CE QUI EST DEMANDÉ
1. Dans le texte d'étude, relevez toutes les expressions placées entre guillemets dans le paragraphe qui commence par « Pour rappel ».
2. Prolongez, s'il vous plaît, le texte sur le report par la CNIL des règles relatives aux cookies, en reprenant juste après sa dernière phrase.

TEXTE D'ÉTUDE
====

La période est à la priorité d’un capitalisme toxique face au respect des libertés. Les entreprises du numérique comptent bien exploiter nos difficultés face à la crise sanitaire pour leurs profits. Si la population reste connectée plus longtemps, il faut lui afficher plus de pub ciblée. La CNIL vient ainsi de repousser encore une fois son rôle d’autorité chargée de faire respecter le RGPD.

Pour rappel, en juillet 2019, la CNIL publiait des lignes directrices où elle rappelait que le RGPD exige que le dépôt de cookie et autres traceurs se fasse avec notre « consentement explicite ». C’est-à-dire que notre consentement ne peut plus être « déduit » du simple fait que nous sommes informé·es par un vulgaire « bandeau cookie ». Tant que nous ne cliquons pas explicitement sur un bouton « J’accepte » (en ayant la même possibilité de refuser), il est strictement interdit de nous pister et de réaliser des profits sur nos données personnelles.

Cette règle était déjà connue et en vigueur depuis l’entrée en application du RGPD, en mai 2018 – date à laquelle ces pratiques délinquantes de l’industrie publicitaire auraient dû cesser et être sanctionnées. Néanmoins, en juillet dernier, la CNIL avait explicitement annoncé qu’elle ne sanctionnerait le non-respect de ces règles qu’à partir de 6 mois après la publication d’une recommandation destinée à décrire les « modalités pratiques possibles de recueil d’un consentement conforme aux règles applicables » (voir notre communiqué de réaction). Un nouveau délai d’un an « bonus » pour la surveillance publicitaire illégale. Nous avions évidemment attaqué cette décision devant le Conseil d’État, qui avait rejeté notre demande (voir notre article).

Or, hier matin, l’industrie publicitaire publiait dans la presse une tribune larmoyante avec une injonction : « Les annonceurs ont mis en suspens leurs investissements. Dans ce contexte, il faut que certaines règles, qui doivent être mises en place par la CNIL sur la protection de la vie privée, dans le prolongement du RGPD, fassent l’objet d’un moratoire ». Quelques heures à peine plus tard, la CNIL s’exécute et décide de reporter de nouveau l’application du RGPD en matière de surveillance publicitaire. Elle nous informe ainsi par courrier que : « Afin d’aborder dans un contexte plus serein ce sujet majeur pour la protection des données personnelles comme pour l’économie de l’écosystème publicitaire, la présentation du projet de recommandation est reportée à une date ultérieure, qui sera fixée en fonction de l’évolution de la situation. »

====

DONNÉES FOURNIES

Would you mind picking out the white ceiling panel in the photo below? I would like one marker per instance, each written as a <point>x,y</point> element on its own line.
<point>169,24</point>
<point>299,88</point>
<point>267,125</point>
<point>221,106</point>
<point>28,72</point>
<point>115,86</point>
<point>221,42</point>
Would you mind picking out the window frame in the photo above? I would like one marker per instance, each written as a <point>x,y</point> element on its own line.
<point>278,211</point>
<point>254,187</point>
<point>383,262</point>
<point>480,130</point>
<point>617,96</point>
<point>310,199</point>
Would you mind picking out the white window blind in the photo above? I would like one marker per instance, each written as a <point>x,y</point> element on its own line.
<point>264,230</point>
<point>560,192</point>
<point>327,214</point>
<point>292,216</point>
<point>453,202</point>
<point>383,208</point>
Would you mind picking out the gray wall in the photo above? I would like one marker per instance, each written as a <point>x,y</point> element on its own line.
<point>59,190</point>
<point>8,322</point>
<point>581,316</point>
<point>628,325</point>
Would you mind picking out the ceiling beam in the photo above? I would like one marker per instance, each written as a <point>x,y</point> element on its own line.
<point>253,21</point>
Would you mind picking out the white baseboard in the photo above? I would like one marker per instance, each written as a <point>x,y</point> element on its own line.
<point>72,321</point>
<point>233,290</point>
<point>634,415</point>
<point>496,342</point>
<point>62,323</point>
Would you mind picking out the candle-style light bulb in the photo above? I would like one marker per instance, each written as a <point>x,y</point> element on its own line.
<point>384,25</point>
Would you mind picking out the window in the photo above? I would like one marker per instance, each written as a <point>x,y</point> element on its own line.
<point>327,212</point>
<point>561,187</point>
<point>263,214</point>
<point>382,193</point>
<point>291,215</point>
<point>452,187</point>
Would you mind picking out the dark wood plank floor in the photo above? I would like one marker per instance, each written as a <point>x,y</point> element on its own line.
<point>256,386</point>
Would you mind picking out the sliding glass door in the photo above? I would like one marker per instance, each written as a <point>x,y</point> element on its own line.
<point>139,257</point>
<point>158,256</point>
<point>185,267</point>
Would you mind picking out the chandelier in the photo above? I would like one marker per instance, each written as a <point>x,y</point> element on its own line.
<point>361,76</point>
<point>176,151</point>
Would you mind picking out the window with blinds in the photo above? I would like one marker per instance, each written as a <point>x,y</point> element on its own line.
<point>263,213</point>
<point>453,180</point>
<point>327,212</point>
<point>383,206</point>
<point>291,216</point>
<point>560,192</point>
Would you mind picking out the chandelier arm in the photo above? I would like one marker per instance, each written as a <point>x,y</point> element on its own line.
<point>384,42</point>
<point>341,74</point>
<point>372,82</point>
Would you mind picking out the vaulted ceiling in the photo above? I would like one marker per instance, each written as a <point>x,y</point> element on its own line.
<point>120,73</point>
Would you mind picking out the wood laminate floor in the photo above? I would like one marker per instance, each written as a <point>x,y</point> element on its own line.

====

RÉPONSES PAR CONSIGNE
1.
« consentement explicite »
« déduit »
« bandeau cookie »
« J'accepte »

2.
L’industrie publicitaire pourra donc continuer pendant le confinement et les possibles reprises à traquer les individus en ligne pour les manipuler le mieux possible dans des actes de consommation en violant les libertés.

Si l’on peut tout à fait comprendre que la période soit difficile en termes de travail des agent·es (en remerciant les agent·es consciencieus·es qui souhaitent autant que nous l’arrêt de ces pratiques délictueuses), rien n’empêchait la CNIL d’indiquer que ces règles sur le consentement sont en vigueur depuis 2018, ou même de raccourcir d’autant le délai prévu pour l’application de la recommandation.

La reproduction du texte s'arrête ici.